→ **Your objective**
Reproduce the LaminDB text from "2. If you want" up to and including "in-house LaminDB instances.", changing "Census guide" to "Census tutorial".

→ **Selected extract**
'''
LaminDB makes it easy to query the CELLxGENE data and integrate it with in-house data of any kind (omics, phenotypes, pdfs, notebooks, ML models, …).

You can use the CELLxGENE data in three ways:

  1. In the current guide, you’ll see how to query metadata and data based on AnnData objects.

  2. If you want to use these in your own LaminDB instance, see the transfer guide.

  3. If you’d like to leverage the TileDB-SOMA API for the data subset of CELLxGENE Census, see the Census guide.

If you are interested in building similar data assets in-house:

  1. See the scRNA guide for how to create a growing versioned queryable scRNA-seq dataset.

  2. See the cellxgene-lamin-validator for validating, curating and registering your own AnnData objects.

  3. Reach out if you are interested in a full zero-copy clone of laminlabs/cellxgene to accelerate building your in-house LaminDB instances.
'''
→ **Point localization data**
'''
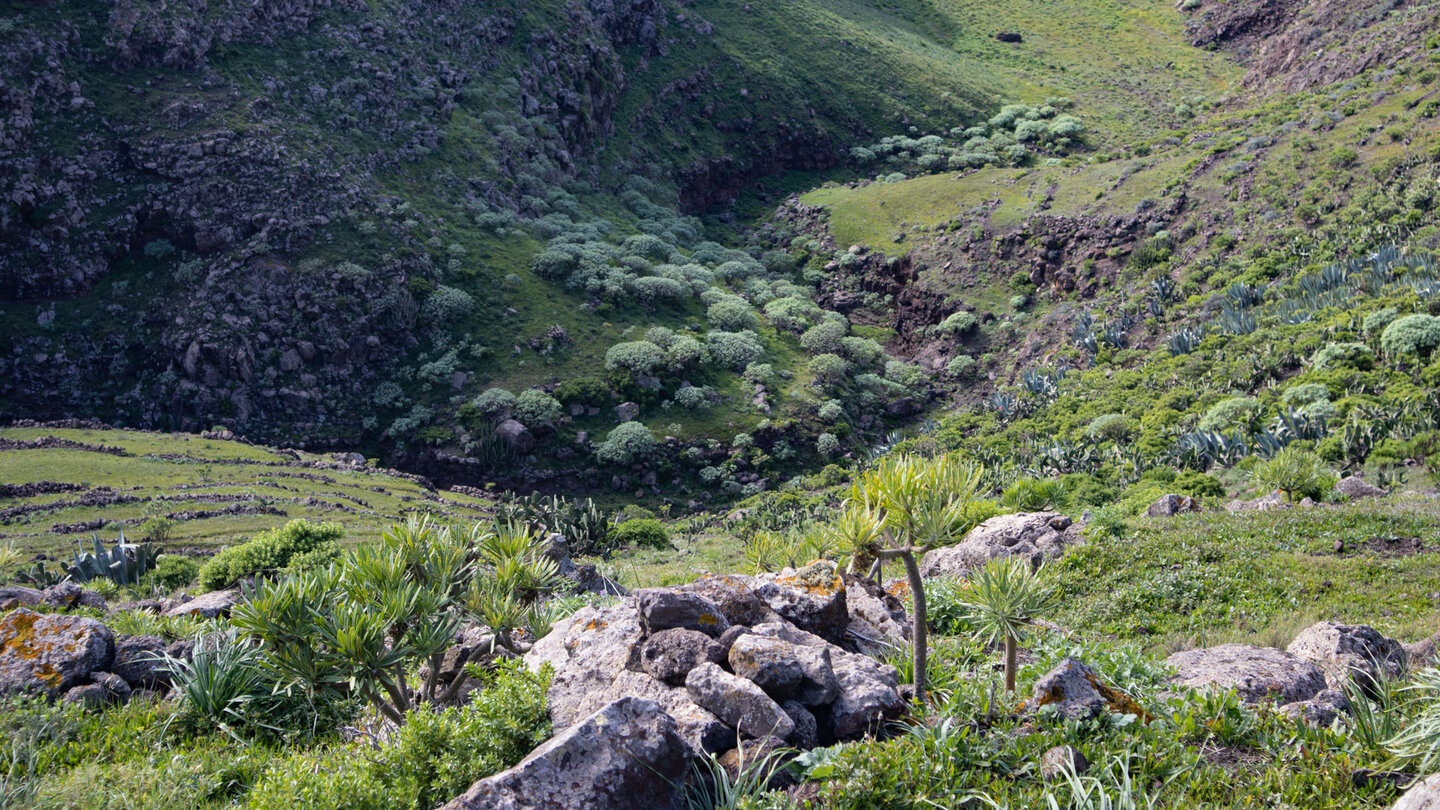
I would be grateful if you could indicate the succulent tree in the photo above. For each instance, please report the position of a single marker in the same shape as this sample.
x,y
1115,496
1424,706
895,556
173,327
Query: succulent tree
x,y
1005,598
912,505
365,623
'''
→ **Answer space**
2. If you want to use these in your own LaminDB instance, see the transfer guide.

  3. If you’d like to leverage the TileDB-SOMA API for the data subset of CELLxGENE Census, see the Census tutorial.

If you are interested in building similar data assets in-house:

  1. See the scRNA guide for how to create a growing versioned queryable scRNA-seq dataset.

  2. See the cellxgene-lamin-validator for validating, curating and registering your own AnnData objects.

  3. Reach out if you are interested in a full zero-copy clone of laminlabs/cellxgene to accelerate building your in-house LaminDB instances.